**Input data:**
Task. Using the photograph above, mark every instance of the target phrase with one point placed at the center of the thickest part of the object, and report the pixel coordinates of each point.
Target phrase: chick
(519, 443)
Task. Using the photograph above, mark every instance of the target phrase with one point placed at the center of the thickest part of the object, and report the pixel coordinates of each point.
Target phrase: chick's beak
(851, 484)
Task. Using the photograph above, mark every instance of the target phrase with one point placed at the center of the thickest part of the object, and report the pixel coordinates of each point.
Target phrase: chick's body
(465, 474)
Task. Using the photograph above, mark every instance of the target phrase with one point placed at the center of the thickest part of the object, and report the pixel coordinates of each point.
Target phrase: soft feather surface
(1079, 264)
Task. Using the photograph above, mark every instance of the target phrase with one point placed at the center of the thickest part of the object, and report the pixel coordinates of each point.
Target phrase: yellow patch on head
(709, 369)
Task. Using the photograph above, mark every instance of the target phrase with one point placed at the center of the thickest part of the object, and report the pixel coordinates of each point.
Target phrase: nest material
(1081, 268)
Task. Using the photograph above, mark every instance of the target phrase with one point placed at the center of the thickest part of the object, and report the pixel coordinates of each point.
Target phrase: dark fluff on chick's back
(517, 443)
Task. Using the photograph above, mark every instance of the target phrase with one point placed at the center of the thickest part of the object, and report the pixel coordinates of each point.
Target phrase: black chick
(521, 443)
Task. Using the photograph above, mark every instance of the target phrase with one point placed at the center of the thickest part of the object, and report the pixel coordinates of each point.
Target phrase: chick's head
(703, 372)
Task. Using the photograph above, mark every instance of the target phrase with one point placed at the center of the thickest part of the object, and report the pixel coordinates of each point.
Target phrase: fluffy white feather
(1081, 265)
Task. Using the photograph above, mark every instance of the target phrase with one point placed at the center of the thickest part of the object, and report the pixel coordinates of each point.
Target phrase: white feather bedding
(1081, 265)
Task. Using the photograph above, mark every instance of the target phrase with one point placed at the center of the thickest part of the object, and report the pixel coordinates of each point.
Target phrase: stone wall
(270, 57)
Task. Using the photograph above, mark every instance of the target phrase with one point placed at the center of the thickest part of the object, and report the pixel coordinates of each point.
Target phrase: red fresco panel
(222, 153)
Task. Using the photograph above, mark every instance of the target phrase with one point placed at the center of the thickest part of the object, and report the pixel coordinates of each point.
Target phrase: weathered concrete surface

**Given exercise:** Could you copy the entries from the start through the line containing "(1079, 264)", requests included, shifting each coordinate in the answers up by 3?

**Exercise solution:**
Task. Using the photograph above, mark every instance of the target phrase with one point placed at the center of the thickest part of the object, and report the pixel coordinates of each point.
Target phrase: chick
(522, 446)
Task. Using the photograph above, mark every instance of the target phrase with one point placed at the center of the thickest part of the object, and report the pixel coordinates of each point.
Target phrase: chick's beak
(854, 487)
Task. Using the photograph above, mark every instance of the target phrase with one point placed at the center of the thickest part of the object, and report the pixel coordinates of each point.
Target phrase: chick's body
(468, 477)
Task. Using the photograph above, mark every instance of the target phrase with one point placed at the center of the thickest part of the object, and report the pixel coordinates of each point.
Target phrase: soft feather surface
(1082, 267)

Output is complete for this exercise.